# [AIM OF THE EXERCISE]
Please copy the records below, changing "pillow" to "cushion" and leaving everything else as it is.

# [AVAILABLE RECORDS]
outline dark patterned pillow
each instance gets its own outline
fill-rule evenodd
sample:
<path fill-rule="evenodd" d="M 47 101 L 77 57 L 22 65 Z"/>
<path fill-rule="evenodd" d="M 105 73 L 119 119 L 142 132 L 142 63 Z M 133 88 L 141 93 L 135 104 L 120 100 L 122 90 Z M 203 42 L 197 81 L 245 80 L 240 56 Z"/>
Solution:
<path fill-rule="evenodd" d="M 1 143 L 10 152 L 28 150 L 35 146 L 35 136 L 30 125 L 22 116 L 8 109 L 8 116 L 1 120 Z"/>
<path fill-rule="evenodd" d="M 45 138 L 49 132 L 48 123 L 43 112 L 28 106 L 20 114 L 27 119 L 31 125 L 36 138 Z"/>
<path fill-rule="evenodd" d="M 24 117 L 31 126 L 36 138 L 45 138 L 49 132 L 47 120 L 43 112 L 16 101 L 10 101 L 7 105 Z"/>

# [RESPONSE TO THIS EXERCISE]
outline dark patterned cushion
each instance gets its own outline
fill-rule evenodd
sample:
<path fill-rule="evenodd" d="M 47 101 L 77 57 L 22 65 Z"/>
<path fill-rule="evenodd" d="M 105 73 L 119 119 L 142 132 L 142 63 Z M 133 88 L 141 93 L 135 104 L 120 100 L 122 90 Z M 203 42 L 197 81 L 245 80 L 240 56 Z"/>
Solution:
<path fill-rule="evenodd" d="M 1 143 L 10 152 L 28 150 L 35 146 L 35 136 L 30 125 L 22 116 L 8 109 L 8 116 L 1 120 Z"/>
<path fill-rule="evenodd" d="M 45 138 L 49 132 L 48 123 L 43 112 L 28 106 L 20 114 L 27 119 L 31 125 L 36 138 Z"/>
<path fill-rule="evenodd" d="M 24 117 L 31 126 L 36 138 L 45 138 L 49 132 L 47 120 L 43 112 L 16 101 L 10 101 L 7 105 Z"/>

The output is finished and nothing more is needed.